PROVIDED PASSAGE:

################

Skip to content

prashsub/wanderbricks-demo

Repository files navigation

Wanderbricks: Vacation Rental Analytics Platform

A production-ready Databricks Medallion Architecture implementation for vacation rental analytics

Databricks Unity Catalog Delta Lake Asset Bundles


Overview

Wanderbricks is a comprehensive analytics platform for vacation rentals (similar to Airbnb), demonstrating best practices for building modern data lakehouses on Databricks. The platform includes:

  • Medallion Architecture (Bronze → Silver → Gold)
  • Dimensional Modeling (Star Schema with SCD Type 2)
  • Machine Learning (5 production ML models)
  • Semantic Layer (26 TVFs + 5 Metric Views)
  • Self-Service Analytics (6 AI/BI Dashboards)
  • Data Quality & Monitoring (5 Lakehouse Monitors with 20 custom metrics)

################

DATASET ENTRIES:
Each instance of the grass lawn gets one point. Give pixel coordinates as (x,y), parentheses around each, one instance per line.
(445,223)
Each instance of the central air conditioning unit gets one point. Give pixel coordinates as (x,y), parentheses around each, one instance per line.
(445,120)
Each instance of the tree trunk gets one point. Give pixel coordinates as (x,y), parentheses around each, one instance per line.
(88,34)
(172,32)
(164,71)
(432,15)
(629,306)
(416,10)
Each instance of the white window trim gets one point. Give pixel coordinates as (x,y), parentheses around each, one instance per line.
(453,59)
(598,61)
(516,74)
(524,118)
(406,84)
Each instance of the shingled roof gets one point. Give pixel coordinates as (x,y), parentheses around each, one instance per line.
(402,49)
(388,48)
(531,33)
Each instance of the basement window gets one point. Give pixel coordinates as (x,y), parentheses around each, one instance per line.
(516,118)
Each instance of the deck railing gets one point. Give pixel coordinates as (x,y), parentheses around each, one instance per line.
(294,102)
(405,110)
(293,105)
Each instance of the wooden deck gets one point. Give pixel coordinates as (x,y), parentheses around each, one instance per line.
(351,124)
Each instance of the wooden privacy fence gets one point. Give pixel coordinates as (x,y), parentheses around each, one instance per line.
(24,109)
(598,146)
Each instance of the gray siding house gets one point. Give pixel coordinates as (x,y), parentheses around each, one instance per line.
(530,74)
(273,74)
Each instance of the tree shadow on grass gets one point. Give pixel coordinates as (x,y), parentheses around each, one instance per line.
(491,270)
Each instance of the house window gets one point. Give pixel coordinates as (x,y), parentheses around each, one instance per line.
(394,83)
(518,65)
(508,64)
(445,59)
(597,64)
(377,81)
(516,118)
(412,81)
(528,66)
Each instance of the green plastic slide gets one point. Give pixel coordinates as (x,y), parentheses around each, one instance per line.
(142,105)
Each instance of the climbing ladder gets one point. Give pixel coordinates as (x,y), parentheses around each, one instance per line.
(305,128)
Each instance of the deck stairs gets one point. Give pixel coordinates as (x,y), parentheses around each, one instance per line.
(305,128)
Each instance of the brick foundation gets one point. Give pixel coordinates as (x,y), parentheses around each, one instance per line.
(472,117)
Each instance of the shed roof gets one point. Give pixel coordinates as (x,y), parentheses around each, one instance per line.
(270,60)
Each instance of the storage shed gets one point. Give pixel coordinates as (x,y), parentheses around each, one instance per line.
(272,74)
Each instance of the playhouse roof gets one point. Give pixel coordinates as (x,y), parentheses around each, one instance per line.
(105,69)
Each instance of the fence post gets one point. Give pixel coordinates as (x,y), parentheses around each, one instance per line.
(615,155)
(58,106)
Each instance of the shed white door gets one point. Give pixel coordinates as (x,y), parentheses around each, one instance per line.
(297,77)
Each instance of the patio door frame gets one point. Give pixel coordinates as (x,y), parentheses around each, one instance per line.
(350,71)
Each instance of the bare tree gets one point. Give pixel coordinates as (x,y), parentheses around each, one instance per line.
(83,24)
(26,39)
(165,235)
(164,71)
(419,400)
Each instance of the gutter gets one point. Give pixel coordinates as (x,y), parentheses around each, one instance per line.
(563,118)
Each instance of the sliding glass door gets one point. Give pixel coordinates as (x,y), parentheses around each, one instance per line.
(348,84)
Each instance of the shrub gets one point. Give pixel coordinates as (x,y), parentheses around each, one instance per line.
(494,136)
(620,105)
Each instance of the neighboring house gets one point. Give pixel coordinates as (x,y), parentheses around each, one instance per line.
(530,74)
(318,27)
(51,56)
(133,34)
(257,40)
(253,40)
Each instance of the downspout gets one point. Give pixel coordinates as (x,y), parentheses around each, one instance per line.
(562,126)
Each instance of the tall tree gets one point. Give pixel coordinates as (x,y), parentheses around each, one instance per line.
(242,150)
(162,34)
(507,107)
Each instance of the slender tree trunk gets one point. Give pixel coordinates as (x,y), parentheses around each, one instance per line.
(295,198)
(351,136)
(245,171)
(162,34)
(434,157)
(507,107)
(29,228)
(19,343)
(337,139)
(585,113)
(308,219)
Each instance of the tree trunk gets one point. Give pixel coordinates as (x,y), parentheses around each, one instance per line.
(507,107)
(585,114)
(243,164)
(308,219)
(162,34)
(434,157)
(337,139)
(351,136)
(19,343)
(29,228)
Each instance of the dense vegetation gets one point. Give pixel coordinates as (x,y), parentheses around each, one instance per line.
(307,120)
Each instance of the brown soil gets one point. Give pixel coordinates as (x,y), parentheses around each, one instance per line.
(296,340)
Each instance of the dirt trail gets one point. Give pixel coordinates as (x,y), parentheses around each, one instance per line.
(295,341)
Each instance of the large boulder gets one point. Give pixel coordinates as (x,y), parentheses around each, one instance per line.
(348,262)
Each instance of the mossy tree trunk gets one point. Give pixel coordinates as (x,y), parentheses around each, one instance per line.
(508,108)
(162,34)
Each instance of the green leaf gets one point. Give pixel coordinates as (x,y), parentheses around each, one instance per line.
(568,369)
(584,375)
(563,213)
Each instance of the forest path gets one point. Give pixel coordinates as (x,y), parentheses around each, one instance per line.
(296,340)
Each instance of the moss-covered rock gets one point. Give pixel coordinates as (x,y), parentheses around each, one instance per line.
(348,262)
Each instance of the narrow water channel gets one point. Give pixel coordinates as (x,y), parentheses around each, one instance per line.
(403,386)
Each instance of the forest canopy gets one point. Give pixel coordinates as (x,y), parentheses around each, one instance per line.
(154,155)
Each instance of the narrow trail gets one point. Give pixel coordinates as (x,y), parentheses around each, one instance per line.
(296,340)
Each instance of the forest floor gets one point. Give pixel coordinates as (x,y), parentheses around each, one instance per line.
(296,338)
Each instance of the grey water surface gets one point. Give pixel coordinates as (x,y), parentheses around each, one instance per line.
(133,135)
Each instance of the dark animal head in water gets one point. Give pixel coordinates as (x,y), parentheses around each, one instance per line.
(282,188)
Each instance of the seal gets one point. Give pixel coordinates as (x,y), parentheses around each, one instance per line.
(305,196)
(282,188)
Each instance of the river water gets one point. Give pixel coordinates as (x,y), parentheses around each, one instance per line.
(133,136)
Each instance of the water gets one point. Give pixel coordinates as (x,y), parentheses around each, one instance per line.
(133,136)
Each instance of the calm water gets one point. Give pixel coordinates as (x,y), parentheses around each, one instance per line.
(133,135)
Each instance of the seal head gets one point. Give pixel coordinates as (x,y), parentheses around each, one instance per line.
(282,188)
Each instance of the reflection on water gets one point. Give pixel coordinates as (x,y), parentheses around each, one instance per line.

################

SHORT PROBLEM:
Answer these from the Wanderbricks page:
1. Which vacation rental service is the platform described as similar to?
2. How many production ML models does the platform include?
3. How many custom metrics do its 5 Lakehouse Monitors have?
Work from the Wanderbricks page alone.

COMPLETED EXERCISE:
1. Airbnb
2. 5
3. 20